# What you have to do
Please arrange the data as a numbered list, starting with the line that contains "Question: Can you locate the gray" and going on through the line that contains "59,0,261,120", with blank lines left out.

━━ Raw data ━━

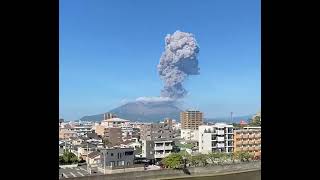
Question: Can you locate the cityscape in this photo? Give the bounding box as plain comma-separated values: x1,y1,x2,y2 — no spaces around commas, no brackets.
59,110,261,178
59,0,261,180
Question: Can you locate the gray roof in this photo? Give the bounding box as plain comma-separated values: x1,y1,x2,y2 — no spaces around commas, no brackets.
88,151,101,158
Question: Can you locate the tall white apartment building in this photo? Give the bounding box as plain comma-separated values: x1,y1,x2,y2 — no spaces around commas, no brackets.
181,129,199,141
199,123,233,154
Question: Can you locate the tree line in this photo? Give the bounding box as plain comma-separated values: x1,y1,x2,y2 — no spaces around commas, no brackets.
160,151,255,169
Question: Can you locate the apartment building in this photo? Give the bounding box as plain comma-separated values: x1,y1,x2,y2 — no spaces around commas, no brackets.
142,139,175,162
181,129,199,141
59,129,78,139
96,125,123,146
234,127,261,157
100,148,134,167
140,123,174,141
199,123,234,154
101,115,133,139
180,110,203,129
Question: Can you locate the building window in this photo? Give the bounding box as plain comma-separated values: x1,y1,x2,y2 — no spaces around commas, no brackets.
124,151,133,156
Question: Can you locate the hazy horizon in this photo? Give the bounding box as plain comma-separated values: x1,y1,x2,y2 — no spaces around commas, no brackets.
59,0,261,120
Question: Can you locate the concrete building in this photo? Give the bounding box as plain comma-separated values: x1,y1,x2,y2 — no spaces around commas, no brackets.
199,123,234,154
142,139,175,162
96,125,123,146
181,129,199,141
140,123,174,140
100,148,134,167
59,129,78,139
234,127,261,157
180,110,203,129
101,116,133,139
103,113,117,120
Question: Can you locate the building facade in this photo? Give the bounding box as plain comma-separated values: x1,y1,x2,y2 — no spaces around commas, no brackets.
199,123,234,154
100,148,134,167
234,127,261,157
181,129,199,141
180,110,203,129
59,129,78,139
140,123,174,141
96,125,123,146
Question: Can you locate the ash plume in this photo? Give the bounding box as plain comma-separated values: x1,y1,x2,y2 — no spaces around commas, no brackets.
158,31,199,99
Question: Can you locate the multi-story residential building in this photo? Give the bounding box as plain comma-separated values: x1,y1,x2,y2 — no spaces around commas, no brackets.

━━━

# Response for this exercise
1. Question: Can you locate the gray roof in this photo? Give the bounding box as plain comma-separated values: x1,y1,x2,y2 — no spaces around commas, no brackets.
2. 88,151,101,158
3. Question: Can you locate the tall white apartment building in this photo? Give the bounding box as plain comma-separated values: x1,y1,x2,y2 — no spaces around commas, no brackets.
4. 181,129,199,141
5. 199,123,233,154
6. Question: Can you locate the tree line in this photo? Give the bounding box as plain comma-separated values: x1,y1,x2,y2 — no spaces around commas, no brackets.
7. 160,151,255,169
8. Question: Can you locate the apartment building in this photo? Give the bounding box as plain comma-separated values: x1,y1,x2,y2 — no spaces around commas, no brackets.
9. 142,139,175,162
10. 181,129,199,141
11. 59,129,78,139
12. 96,125,123,146
13. 234,127,261,157
14. 100,148,134,167
15. 140,123,174,141
16. 199,123,234,154
17. 101,115,133,139
18. 180,110,203,129
19. Question: Can you locate the building window in this photo? Give the bounding box as plain comma-separated values: x1,y1,x2,y2 — no spaces around commas, no brackets.
20. 124,151,133,156
21. Question: Can you locate the hazy horizon in this photo? Give the bounding box as plain comma-separated values: x1,y1,x2,y2 — no spaces around commas, no brackets.
22. 59,0,261,120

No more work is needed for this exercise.